INFORMATION GIVEN:
· · · ·
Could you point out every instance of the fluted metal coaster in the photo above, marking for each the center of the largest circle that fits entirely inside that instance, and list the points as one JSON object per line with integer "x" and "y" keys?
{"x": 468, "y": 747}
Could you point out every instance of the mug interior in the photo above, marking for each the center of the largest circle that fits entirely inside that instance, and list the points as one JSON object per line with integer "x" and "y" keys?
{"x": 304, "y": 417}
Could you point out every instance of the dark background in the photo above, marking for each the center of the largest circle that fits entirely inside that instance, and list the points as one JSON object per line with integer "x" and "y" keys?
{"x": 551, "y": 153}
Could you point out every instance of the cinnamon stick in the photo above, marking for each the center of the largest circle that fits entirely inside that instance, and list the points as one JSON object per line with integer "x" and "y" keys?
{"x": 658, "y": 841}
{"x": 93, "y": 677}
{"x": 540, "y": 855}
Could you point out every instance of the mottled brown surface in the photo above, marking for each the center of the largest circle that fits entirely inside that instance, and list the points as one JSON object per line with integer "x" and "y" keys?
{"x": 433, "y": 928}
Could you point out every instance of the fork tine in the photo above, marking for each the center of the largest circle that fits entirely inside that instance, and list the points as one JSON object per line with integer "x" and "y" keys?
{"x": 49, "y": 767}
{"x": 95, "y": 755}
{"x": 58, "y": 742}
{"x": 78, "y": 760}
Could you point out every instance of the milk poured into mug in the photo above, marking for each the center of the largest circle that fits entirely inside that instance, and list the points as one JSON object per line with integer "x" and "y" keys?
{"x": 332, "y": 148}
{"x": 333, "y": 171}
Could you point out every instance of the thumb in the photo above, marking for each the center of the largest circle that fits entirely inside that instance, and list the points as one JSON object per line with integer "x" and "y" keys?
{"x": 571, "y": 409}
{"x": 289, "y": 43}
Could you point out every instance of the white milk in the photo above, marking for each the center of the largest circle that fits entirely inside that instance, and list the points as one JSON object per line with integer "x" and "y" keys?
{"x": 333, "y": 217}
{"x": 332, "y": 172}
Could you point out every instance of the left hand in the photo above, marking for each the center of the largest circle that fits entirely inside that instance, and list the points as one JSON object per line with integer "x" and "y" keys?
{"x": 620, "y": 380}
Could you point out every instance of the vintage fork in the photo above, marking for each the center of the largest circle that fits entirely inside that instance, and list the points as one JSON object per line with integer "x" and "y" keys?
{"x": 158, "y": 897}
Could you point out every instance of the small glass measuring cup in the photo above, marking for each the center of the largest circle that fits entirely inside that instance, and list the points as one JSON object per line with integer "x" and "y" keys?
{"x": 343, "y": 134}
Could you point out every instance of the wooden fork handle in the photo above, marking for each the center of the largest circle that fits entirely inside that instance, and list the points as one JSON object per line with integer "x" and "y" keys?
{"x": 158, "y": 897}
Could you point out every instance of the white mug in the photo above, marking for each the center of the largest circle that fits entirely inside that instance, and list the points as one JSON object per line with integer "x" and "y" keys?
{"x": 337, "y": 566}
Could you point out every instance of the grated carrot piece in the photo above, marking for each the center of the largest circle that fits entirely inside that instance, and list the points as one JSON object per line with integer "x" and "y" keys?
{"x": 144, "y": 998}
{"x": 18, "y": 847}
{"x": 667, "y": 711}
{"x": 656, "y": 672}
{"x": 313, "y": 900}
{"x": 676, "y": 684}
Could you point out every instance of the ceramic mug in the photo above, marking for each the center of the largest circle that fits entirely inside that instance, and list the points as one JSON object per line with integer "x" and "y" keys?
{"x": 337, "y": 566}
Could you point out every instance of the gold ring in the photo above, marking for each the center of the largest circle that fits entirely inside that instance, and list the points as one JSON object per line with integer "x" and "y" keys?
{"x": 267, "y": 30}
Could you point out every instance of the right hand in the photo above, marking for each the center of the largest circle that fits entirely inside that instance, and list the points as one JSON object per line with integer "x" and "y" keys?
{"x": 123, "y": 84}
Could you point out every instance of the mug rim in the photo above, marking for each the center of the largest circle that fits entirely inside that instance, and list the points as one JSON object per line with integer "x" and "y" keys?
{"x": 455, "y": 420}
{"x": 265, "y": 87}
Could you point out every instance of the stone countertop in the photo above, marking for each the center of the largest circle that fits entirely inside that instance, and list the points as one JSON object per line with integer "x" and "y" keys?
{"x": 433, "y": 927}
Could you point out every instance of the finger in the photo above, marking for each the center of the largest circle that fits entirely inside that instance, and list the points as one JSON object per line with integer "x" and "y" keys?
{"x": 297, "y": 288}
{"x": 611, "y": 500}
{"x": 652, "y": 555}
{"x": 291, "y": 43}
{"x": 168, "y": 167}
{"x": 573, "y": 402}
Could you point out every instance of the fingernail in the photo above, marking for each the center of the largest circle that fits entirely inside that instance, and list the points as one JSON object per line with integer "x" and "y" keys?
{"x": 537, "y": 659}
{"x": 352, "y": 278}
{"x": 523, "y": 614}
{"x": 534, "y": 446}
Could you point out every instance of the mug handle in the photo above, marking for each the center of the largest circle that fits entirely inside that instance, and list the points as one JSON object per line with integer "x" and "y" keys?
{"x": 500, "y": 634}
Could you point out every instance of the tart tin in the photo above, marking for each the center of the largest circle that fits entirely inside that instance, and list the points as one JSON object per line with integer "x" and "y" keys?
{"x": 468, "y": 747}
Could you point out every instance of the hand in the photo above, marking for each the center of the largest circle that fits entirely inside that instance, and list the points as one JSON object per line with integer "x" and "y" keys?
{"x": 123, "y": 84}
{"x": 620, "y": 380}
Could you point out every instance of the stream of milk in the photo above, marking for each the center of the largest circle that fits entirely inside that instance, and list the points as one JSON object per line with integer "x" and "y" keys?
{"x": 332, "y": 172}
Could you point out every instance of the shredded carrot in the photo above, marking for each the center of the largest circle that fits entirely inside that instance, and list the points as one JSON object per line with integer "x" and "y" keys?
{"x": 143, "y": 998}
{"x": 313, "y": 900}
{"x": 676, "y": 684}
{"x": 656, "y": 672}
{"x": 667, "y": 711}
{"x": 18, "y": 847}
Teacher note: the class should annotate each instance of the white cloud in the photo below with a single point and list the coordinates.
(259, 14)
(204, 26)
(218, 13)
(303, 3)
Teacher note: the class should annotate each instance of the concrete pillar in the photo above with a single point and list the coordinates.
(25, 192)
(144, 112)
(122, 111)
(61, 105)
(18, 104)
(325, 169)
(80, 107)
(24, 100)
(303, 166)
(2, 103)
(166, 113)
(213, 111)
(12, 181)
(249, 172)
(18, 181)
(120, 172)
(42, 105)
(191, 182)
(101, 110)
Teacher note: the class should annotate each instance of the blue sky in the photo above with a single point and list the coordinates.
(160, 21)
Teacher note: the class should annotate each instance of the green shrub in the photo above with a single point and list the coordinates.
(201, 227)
· · · ·
WHAT THE TASK REQUIRES:
Copy each entry exactly. Omit none.

WRITTEN RESPONSE:
Could you point out every instance of the fluted metal coaster in the photo above, marking for each the center of the largest circle that fits entirely inside that instance, and list the points as one JSON object per line with integer "x" and "y" keys?
{"x": 468, "y": 747}
Could you point out every instance of the mug interior in the photo above, marking for each the center of the largest circle that fits entirely inside that instance, and list the points as one JSON object per line with integer "x" and "y" keys?
{"x": 304, "y": 417}
Could you point out every instance of the dark background in the photo above, marking for each the center of the largest circle that fits entirely inside that instance, and list the points as one JSON object per line with integer "x" and "y" keys?
{"x": 551, "y": 153}
Could you point out every instance of the cinnamon stick in the photo above, marking for each the center of the largest circle that fits entirely inside that instance, and list the points as one JSON object per line with integer "x" and "y" keys?
{"x": 658, "y": 841}
{"x": 93, "y": 677}
{"x": 540, "y": 855}
Could you point out every instance of the mottled brown surface in the photo above, marking for each the center of the largest circle that fits entirely inside that instance, and list the points as one JSON object per line with integer "x" and "y" keys?
{"x": 433, "y": 928}
Could you point out every instance of the fork tine in the photo above, marking for each the center of the largest circle that fits entirely inside that instance, and list the points as one JSON object per line with integer "x" and "y" keys?
{"x": 49, "y": 767}
{"x": 95, "y": 755}
{"x": 58, "y": 742}
{"x": 78, "y": 760}
Could you point out every instance of the milk poured into mug in the photo above, marking for each the center of the largest circle that fits entirely inside that instance, and list the points as one JSON object per line with integer "x" and "y" keys?
{"x": 332, "y": 148}
{"x": 333, "y": 171}
Could you point out every instance of the thumb in the photo above, marking for each the center of the largest circle that fits entirely inside that instance, and list the points as one JSON object per line with integer "x" and "y" keys?
{"x": 571, "y": 409}
{"x": 289, "y": 43}
Could you point out every instance of the white milk in the photo above, marking for each the center of the largest circle that fits entirely inside that instance, and list the points as one JSON object per line with integer "x" and "y" keys?
{"x": 333, "y": 217}
{"x": 332, "y": 172}
Could you point out every instance of the left hand in the photo above, marking for each the center of the largest circle that fits entirely inside that instance, and list the points as one JSON object per line with integer "x" and "y" keys?
{"x": 620, "y": 380}
Could you point out every instance of the vintage fork in the photo above, marking for each the center of the largest circle that fits entirely inside that instance, and list the points as one JSON object per line with integer "x" and "y" keys?
{"x": 158, "y": 897}
Could you point out every instance of the small glass measuring cup in the photo above, marking for each the center of the largest circle that fits entirely inside that instance, and list the points as one JSON object per line with integer "x" and "y" keys?
{"x": 343, "y": 134}
Could you point out every instance of the wooden fork handle in the photo above, marking for each the center of the largest circle that fits entirely inside that instance, and list the points as one JSON object per line with integer "x" and "y" keys?
{"x": 158, "y": 897}
Could you point out every instance of the white mug in the photo above, marking for each the center of the largest circle that fits entirely inside that instance, and list the points as one JSON object per line with integer "x" and "y" keys?
{"x": 337, "y": 566}
Could you point out every instance of the grated carrot piece in the photo above, marking for each the center of the largest circle that fits entirely inside that instance, and list the points as one JSON object per line with integer "x" and "y" keys?
{"x": 144, "y": 998}
{"x": 18, "y": 847}
{"x": 667, "y": 711}
{"x": 656, "y": 672}
{"x": 313, "y": 900}
{"x": 676, "y": 684}
Could you point out every instance of the ceramic mug in the photo above, marking for each the center of the largest circle that fits entirely inside that instance, and list the points as one JSON object per line with integer "x" and "y" keys?
{"x": 337, "y": 566}
Could you point out every instance of the gold ring in the photo above, marking for each the center of the largest circle that fits entirely inside that instance, and list the points as one JSON object per line with integer "x" and "y" keys?
{"x": 267, "y": 30}
Could you point out every instance of the right hand in the photo above, marking for each the center of the largest circle that fits entirely inside that instance, and list the points as one JSON object per line with integer "x" and "y" keys?
{"x": 123, "y": 84}
Could you point out every instance of the mug rim in the photo above, marking for each the center of the largest circle that fits entirely inside that instance, and list the points as one JSON object per line with integer "x" and "y" keys?
{"x": 455, "y": 420}
{"x": 265, "y": 87}
Could you point out every instance of the stone countertop in the photo above, marking for each the center of the largest circle that fits entirely inside that instance, and list the points as one JSON object per line with integer "x" and "y" keys?
{"x": 433, "y": 927}
Could you point out every instance of the finger in the photo above, marking for each the center of the largest circle that fits entirely inside that instance, and list the points as one JSON object per line with integer "x" and "y" keys?
{"x": 297, "y": 288}
{"x": 611, "y": 500}
{"x": 652, "y": 555}
{"x": 291, "y": 43}
{"x": 168, "y": 167}
{"x": 573, "y": 402}
Could you point out every instance of the fingernail in the photo above, marking for each the center of the largest circle that fits entirely inside that instance, and list the points as one JSON object per line with integer "x" and "y" keys?
{"x": 537, "y": 659}
{"x": 352, "y": 278}
{"x": 523, "y": 614}
{"x": 534, "y": 446}
Could you point out every instance of the mug handle in the photo above, marking for each the center of the largest circle that fits entirely inside that instance, and list the points as one JSON object per line with integer "x" and "y" keys?
{"x": 500, "y": 634}
Could you point out every instance of the tart tin in the photo above, marking for each the center of the largest circle that fits entirely inside that instance, and list the points as one JSON object per line with integer "x" and "y" keys?
{"x": 468, "y": 747}
Could you point out every instance of the hand in the photo above, marking for each the center of the largest circle that fits entirely inside that instance, and list the points as one JSON object per line with integer "x" and "y" keys?
{"x": 123, "y": 84}
{"x": 620, "y": 380}
Could you point out every instance of the stream of milk in the photo above, marking for each the center of the largest circle that fits entirely inside that instance, and list the points as one JSON object per line with integer "x" and "y" keys?
{"x": 332, "y": 172}
Could you point out every instance of the shredded carrot in the photo above, marking for each the center of the largest circle that fits entirely inside that instance, and list the points as one JSON object per line with integer "x" and "y" keys?
{"x": 143, "y": 998}
{"x": 313, "y": 900}
{"x": 676, "y": 684}
{"x": 656, "y": 672}
{"x": 667, "y": 711}
{"x": 18, "y": 847}
Teacher note: the class should annotate each instance of the white cloud in the photo below with a single point and list the coordinates.
(259, 14)
(204, 26)
(218, 13)
(303, 3)
Teacher note: the class should annotate each instance of the concrete pillar in the photo above with a single point and list the coordinates.
(25, 192)
(144, 112)
(122, 111)
(61, 105)
(18, 104)
(325, 169)
(80, 107)
(24, 100)
(303, 166)
(2, 103)
(166, 113)
(213, 111)
(12, 181)
(249, 172)
(18, 181)
(120, 172)
(42, 105)
(191, 182)
(101, 110)
Teacher note: the class should annotate each instance of the blue sky in the photo above with a single point and list the coordinates.
(160, 21)
Teacher note: the class should annotate each instance of the green shrub in the photo above with a single point and list the coordinates.
(201, 227)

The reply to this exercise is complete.